* **What you are asked to do**:
Arrange the lines of the material below as a numbered list, starting at the line that contains "Category: cockpit door handle" and running through the end, with blank lines left out.

Items from a data source:

++++

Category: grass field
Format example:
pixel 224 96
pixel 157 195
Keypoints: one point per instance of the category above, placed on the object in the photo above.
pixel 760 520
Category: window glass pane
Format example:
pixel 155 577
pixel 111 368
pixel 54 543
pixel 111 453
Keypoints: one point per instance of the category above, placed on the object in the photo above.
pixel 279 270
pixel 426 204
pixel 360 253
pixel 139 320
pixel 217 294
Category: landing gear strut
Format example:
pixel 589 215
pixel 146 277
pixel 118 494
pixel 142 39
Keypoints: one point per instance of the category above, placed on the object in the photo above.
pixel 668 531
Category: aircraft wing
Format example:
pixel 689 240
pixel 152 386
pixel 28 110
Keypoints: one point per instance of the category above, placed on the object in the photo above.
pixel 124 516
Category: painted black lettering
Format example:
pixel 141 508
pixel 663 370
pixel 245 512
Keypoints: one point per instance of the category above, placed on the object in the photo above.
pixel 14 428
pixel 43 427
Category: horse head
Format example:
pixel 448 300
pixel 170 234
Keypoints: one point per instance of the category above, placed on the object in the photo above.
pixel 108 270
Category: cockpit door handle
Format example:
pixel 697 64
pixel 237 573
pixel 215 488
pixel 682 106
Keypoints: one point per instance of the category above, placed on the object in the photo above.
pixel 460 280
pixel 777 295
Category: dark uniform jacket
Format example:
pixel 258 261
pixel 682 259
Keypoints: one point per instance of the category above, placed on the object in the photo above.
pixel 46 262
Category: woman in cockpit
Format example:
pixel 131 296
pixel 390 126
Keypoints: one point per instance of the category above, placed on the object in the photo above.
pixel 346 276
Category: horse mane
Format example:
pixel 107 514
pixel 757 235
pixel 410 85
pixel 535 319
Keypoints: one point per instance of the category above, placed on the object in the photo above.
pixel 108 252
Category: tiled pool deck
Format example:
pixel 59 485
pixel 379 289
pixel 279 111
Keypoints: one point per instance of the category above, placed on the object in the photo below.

++++

* **Complete answer**:
1. Category: cockpit door handle
2. Format example:
3. pixel 697 64
4. pixel 237 573
5. pixel 215 488
6. pixel 682 106
7. Keypoints: one point per instance of the category above, placed on the object in the photo above.
8. pixel 460 280
9. pixel 777 295
10. Category: dark uniform jacket
11. Format example:
12. pixel 258 261
13. pixel 682 259
14. Keypoints: one point per instance of the category above, placed on the object in the photo above.
15. pixel 46 262
16. Category: woman in cockpit
17. Format example:
18. pixel 131 296
19. pixel 390 126
20. Keypoints: one point per instance of the category above, placed on the object in the photo above.
21. pixel 346 276
22. Category: horse mane
23. Format example:
24. pixel 107 514
25. pixel 757 235
26. pixel 410 85
27. pixel 535 319
28. Keypoints: one point per instance of the category above, placed on the object in the photo above.
29. pixel 108 252
30. Category: tiled pool deck
31. Format example:
32. pixel 59 485
33. pixel 379 289
34. pixel 279 111
35. Keypoints: one point per instance of the category above, placed on the object in the photo below.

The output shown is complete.